**GIVEN REQUEST:** Please rewrite the data below with every "Indicate" changed to "Mark" and nothing else altered.

**LISTED ENTRIES:**

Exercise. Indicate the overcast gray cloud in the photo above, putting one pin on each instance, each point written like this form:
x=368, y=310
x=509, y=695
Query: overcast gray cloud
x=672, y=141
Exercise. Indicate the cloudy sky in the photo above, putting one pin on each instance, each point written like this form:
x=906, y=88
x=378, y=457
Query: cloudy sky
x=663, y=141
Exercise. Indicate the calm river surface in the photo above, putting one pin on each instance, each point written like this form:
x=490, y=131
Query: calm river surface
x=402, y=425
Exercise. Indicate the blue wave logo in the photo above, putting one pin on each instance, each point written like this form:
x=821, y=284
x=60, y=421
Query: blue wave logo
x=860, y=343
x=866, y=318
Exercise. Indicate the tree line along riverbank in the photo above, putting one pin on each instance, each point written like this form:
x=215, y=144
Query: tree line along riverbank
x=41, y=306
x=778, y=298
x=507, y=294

**THE COMPLETED TASK:**
Exercise. Mark the overcast gray cloud in the photo above, putting one pin on each instance, each point written like this form:
x=368, y=310
x=509, y=695
Query: overcast gray cloud
x=672, y=141
Exercise. Mark the cloudy sky in the photo above, putting one pin on each instance, each point written like this form:
x=906, y=88
x=378, y=457
Query: cloudy sky
x=663, y=141
Exercise. Mark the calm river surface in the photo above, putting one pin on each instance, each point written like this form:
x=490, y=131
Query: calm river surface
x=402, y=425
Exercise. Mark the blue wave logo in the photo above, putting one pin on each instance, each point written like this form:
x=821, y=284
x=60, y=421
Query: blue wave logo
x=860, y=343
x=866, y=318
Exercise. Mark the tree line along riverbank in the photo above, putting one pin on each instance, each point written like this form:
x=215, y=144
Query: tree line along riverbank
x=41, y=306
x=778, y=298
x=507, y=294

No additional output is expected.